_PROBLEMA SCRITTO:_
Rinomina "trash bin" in "garbage can" nel tratto di righe che va da quella contenente "1. What is the bounding box of the black trash" fino a quella contenente "[[462, 367, 502, 391]]", estremi inclusi. Riporta soltanto queste righe e lascia invariato tutto il resto.

_Record di coordinate annotati:_
··········

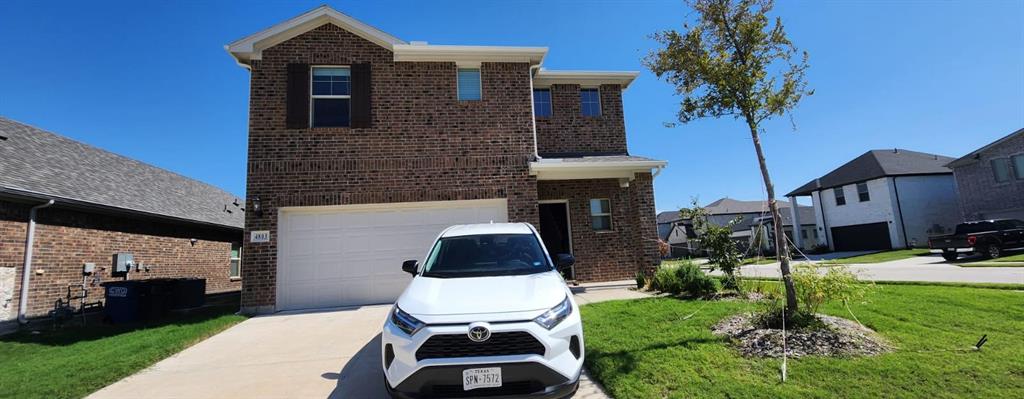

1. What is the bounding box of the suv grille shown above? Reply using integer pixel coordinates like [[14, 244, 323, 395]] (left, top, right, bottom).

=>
[[416, 331, 544, 360]]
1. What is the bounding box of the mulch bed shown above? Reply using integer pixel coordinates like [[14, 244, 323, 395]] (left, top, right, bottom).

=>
[[712, 313, 893, 357]]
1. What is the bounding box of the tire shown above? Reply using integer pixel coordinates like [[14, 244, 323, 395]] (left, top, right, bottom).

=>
[[983, 245, 1002, 259]]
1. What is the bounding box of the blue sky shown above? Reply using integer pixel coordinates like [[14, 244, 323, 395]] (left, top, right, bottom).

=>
[[0, 1, 1024, 211]]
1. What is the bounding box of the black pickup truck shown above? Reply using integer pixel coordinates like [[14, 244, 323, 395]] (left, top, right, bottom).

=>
[[928, 219, 1024, 261]]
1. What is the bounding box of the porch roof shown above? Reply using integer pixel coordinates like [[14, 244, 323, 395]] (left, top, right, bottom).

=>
[[529, 154, 669, 180]]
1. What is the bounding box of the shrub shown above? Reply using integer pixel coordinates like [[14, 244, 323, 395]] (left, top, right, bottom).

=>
[[673, 262, 722, 297], [793, 263, 874, 314], [651, 266, 681, 294]]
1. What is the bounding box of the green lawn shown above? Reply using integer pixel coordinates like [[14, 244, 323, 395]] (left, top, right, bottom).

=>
[[582, 284, 1024, 398], [0, 308, 245, 398], [822, 249, 931, 264]]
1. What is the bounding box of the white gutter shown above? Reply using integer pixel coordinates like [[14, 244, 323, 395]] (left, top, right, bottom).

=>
[[17, 200, 53, 324], [529, 64, 541, 161]]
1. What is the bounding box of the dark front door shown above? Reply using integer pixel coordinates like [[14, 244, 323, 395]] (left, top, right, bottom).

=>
[[831, 222, 893, 251], [539, 203, 572, 277]]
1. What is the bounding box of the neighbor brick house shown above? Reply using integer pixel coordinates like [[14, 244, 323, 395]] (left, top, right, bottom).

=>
[[226, 6, 666, 312], [948, 129, 1024, 220], [0, 118, 243, 326]]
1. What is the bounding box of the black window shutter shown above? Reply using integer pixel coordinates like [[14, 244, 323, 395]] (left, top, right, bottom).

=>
[[285, 63, 309, 129], [351, 63, 373, 128]]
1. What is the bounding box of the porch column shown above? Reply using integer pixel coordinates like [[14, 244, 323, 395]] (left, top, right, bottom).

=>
[[790, 195, 804, 250]]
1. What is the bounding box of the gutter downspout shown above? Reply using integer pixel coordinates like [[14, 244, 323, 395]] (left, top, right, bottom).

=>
[[17, 200, 53, 324], [529, 64, 541, 161]]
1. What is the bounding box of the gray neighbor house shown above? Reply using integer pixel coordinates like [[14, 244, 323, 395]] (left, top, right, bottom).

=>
[[947, 129, 1024, 220]]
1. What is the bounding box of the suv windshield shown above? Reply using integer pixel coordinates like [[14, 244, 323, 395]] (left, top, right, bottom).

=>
[[423, 234, 552, 278]]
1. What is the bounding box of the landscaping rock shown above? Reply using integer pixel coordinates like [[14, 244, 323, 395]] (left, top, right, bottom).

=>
[[712, 314, 892, 357]]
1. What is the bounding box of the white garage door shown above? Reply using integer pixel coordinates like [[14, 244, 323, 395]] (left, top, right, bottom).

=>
[[278, 200, 508, 310]]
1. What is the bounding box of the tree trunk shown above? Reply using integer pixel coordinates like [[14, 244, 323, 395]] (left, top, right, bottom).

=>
[[748, 123, 797, 315]]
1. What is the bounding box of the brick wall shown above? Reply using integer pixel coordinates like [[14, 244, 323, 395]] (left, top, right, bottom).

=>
[[0, 201, 242, 317], [242, 25, 538, 311], [538, 173, 660, 281], [537, 85, 626, 157], [953, 134, 1024, 220]]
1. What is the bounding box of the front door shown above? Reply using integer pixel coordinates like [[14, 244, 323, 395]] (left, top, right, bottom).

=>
[[539, 203, 573, 279]]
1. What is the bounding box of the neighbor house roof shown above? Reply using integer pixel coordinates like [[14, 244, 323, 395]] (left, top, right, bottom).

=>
[[0, 117, 244, 228], [224, 5, 640, 90], [946, 129, 1024, 168], [785, 148, 953, 196]]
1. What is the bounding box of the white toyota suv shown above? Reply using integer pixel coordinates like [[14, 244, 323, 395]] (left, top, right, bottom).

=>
[[381, 223, 584, 398]]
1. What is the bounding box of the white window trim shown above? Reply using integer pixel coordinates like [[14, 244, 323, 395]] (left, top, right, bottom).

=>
[[309, 65, 352, 128], [580, 87, 604, 118], [587, 198, 615, 231], [227, 242, 243, 280], [855, 181, 871, 203], [455, 65, 483, 102], [531, 87, 555, 119]]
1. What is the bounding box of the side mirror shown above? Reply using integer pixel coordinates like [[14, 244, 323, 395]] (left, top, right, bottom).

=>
[[555, 254, 575, 270], [401, 259, 420, 275]]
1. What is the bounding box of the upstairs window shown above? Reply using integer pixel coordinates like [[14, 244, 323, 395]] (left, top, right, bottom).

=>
[[580, 89, 601, 117], [227, 242, 242, 278], [992, 158, 1010, 183], [309, 67, 352, 128], [833, 187, 846, 207], [857, 183, 871, 203], [590, 198, 611, 231], [534, 89, 551, 118], [459, 68, 483, 101]]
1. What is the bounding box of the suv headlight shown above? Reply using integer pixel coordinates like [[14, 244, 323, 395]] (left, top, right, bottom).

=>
[[391, 305, 426, 336], [534, 297, 572, 329]]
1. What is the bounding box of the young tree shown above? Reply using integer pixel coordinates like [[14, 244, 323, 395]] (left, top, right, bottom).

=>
[[644, 0, 813, 312]]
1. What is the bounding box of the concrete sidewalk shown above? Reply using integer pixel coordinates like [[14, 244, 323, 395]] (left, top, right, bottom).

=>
[[89, 281, 646, 399], [713, 255, 1024, 284]]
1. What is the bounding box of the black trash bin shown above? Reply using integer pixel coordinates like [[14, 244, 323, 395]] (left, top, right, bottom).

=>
[[171, 278, 206, 310], [102, 280, 150, 324]]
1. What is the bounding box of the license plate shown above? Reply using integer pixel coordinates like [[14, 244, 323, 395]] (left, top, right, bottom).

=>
[[462, 367, 502, 391]]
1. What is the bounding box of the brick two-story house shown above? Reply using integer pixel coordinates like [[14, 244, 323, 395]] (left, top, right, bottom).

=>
[[226, 6, 666, 313]]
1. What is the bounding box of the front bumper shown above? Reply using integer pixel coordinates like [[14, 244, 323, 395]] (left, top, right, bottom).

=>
[[381, 307, 585, 398], [387, 362, 580, 399], [929, 248, 974, 254]]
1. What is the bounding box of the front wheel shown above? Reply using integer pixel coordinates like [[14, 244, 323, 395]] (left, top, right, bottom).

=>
[[985, 245, 1002, 259]]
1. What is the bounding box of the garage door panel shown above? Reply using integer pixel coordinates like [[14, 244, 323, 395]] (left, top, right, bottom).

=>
[[278, 200, 507, 310]]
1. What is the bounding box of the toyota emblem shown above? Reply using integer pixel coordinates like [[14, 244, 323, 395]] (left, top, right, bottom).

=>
[[466, 323, 490, 342]]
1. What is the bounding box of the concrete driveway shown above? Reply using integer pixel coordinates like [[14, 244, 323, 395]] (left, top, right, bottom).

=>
[[89, 282, 645, 399]]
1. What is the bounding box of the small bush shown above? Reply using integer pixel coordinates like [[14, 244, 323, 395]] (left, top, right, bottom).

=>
[[651, 266, 681, 294], [636, 270, 647, 290], [674, 262, 722, 297]]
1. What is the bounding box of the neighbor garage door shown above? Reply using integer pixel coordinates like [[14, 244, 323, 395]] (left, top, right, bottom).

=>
[[278, 200, 508, 310], [831, 222, 893, 251]]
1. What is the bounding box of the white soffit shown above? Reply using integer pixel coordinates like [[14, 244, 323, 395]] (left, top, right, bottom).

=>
[[534, 69, 640, 90], [224, 5, 406, 63], [392, 44, 548, 65]]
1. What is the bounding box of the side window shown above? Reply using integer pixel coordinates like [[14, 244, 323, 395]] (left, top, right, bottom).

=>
[[833, 187, 846, 206], [459, 68, 483, 101], [857, 183, 871, 203], [534, 89, 551, 118], [1010, 153, 1024, 180], [992, 158, 1010, 183], [590, 198, 611, 231], [309, 67, 352, 128], [227, 242, 242, 278], [580, 89, 601, 117]]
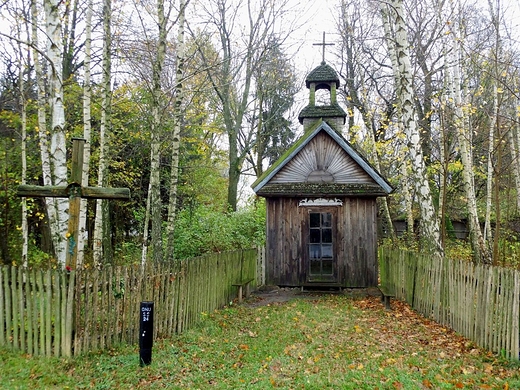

··········

_SOLUZIONE PROPOSTA:_
1. What is the bounding box of the black garbage can shown above? Reply using integer pixel coordinates like [[14, 244, 323, 395]] (left, top, right, bottom).

=>
[[171, 278, 206, 310], [102, 280, 150, 324]]
1. What is the bounding box of the license plate shown above? Reply using integer pixel coordinates like [[14, 244, 323, 395]] (left, top, right, bottom).

=>
[[462, 367, 502, 391]]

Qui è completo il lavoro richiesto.